QUOTED PASSAGE:

If you believe that most accusations of sexual abuse were part of a witch-hunt, then you’re also likely to believe that anyone tried or convicted in such crimes was an innocent victim caught up in the hysteria. Beck himself almost always sides with the accused, implicitly believing in his or her innocence. For instance, he paints a highly sympathetic portrait of Jesse Friedman, subject of the 2003 documentary Capturing the Friedmans. He believes that Friedman, who pleaded guilty in 1988 to 25 counts of sexual abuse and spent the next 13 years in prison, was unjustly convicted. Beck doesn’t mention that in 2013, the Nassau County District Attorney concluded, after a three-year reinvestigation of the case, that Friedman’s conviction was justified and proper. The report, as quoted in The New York Times, read, “By any impartial analysis, the reinvestigation process prompted by Jesse Friedman, his advocates and the Second Circuit, has only increased confidence in the integrity of Jesse Friedman’s guilty plea and adjudication as a sex offender.”

In an online blog, Brown University professor Ross Cheit, author of The Witch-Hunt Narrative: Politics, Psychology, and the Sexual Abuse of Children (published last year), lists additional omissions by Beck that, if included, would have weakened his contention that convictions reached in several other cases were unjustified.

GIVEN INFORMATION:
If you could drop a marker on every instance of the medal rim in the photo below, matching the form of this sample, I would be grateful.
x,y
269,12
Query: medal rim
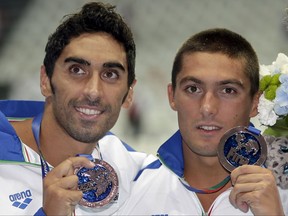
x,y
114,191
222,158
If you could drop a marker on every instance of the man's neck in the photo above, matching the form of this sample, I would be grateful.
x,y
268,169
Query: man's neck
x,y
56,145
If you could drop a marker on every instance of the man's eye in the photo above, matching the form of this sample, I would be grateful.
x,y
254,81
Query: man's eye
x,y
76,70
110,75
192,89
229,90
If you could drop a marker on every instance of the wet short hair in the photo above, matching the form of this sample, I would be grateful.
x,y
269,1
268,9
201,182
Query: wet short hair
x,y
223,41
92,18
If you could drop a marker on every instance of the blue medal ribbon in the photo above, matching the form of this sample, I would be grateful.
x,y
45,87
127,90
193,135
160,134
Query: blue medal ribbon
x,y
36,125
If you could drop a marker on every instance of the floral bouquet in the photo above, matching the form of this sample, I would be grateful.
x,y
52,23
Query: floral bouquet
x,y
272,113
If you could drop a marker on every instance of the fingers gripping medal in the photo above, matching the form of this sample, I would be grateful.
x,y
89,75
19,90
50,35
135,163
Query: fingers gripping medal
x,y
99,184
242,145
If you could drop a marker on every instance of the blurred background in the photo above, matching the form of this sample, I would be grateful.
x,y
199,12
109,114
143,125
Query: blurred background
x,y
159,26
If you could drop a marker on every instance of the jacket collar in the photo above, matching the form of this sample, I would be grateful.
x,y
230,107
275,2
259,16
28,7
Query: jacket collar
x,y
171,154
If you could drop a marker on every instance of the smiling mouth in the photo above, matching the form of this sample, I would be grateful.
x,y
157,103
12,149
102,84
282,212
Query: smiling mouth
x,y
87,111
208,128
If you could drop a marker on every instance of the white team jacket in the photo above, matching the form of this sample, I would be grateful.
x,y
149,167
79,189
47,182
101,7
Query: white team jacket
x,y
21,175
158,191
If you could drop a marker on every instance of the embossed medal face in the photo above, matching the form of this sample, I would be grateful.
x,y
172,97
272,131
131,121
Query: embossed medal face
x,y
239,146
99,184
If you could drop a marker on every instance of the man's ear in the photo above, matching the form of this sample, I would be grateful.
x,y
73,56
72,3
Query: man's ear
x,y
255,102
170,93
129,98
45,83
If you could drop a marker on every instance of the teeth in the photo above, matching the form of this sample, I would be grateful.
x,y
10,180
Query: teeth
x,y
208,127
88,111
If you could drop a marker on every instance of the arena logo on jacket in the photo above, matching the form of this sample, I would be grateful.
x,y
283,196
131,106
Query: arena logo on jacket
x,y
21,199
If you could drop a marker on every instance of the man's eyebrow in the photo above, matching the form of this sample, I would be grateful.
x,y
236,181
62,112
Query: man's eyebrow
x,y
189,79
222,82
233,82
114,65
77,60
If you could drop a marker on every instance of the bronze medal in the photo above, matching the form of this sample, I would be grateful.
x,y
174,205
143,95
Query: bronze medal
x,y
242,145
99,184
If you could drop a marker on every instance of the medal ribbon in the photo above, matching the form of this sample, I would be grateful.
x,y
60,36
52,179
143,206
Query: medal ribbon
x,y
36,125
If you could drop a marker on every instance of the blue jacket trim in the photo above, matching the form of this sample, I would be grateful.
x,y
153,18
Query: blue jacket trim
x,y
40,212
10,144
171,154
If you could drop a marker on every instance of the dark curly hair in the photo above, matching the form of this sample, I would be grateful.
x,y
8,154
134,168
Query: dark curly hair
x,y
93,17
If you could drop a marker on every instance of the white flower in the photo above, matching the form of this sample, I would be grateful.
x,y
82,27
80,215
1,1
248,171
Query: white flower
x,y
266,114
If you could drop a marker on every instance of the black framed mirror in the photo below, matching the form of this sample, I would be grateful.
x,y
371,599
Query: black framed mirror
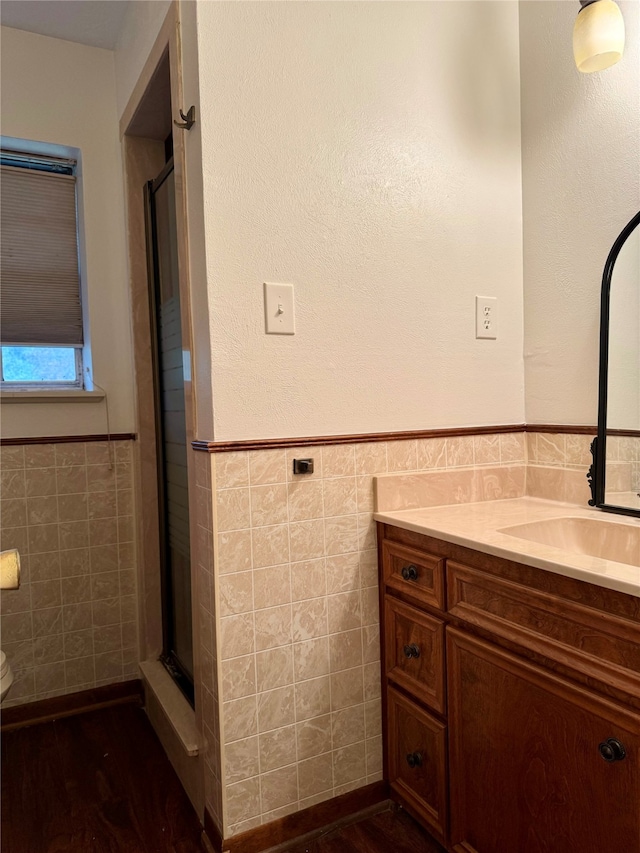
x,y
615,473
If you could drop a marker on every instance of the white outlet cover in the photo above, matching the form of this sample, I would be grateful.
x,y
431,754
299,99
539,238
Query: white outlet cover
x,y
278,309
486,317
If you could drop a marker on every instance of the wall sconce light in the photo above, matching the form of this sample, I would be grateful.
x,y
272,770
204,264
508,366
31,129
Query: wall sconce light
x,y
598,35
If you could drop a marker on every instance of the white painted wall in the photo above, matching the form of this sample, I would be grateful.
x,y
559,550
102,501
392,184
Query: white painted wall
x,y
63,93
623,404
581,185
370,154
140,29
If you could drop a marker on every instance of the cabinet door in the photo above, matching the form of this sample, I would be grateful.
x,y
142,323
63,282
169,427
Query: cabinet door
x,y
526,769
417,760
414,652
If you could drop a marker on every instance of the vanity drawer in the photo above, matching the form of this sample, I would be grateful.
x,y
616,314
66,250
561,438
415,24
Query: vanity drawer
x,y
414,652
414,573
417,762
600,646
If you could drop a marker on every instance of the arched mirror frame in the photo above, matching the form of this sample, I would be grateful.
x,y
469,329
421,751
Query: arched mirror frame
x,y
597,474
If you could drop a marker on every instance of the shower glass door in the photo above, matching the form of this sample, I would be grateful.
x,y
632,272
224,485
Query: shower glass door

QUESTIONS TO ANSWER:
A: Reproduce the review passage from "In an online" up to and including "cases were unjustified.", with no changes.
B: How many years did Jesse Friedman spend in prison, according to the review passage?

PER-TASK ANSWERS:
A:
In an online blog, Brown University professor Ross Cheit, author of The Witch-Hunt Narrative: Politics, Psychology, and the Sexual Abuse of Children (published last year), lists additional omissions by Beck that, if included, would have weakened his contention that convictions reached in several other cases were unjustified.

B: 13 years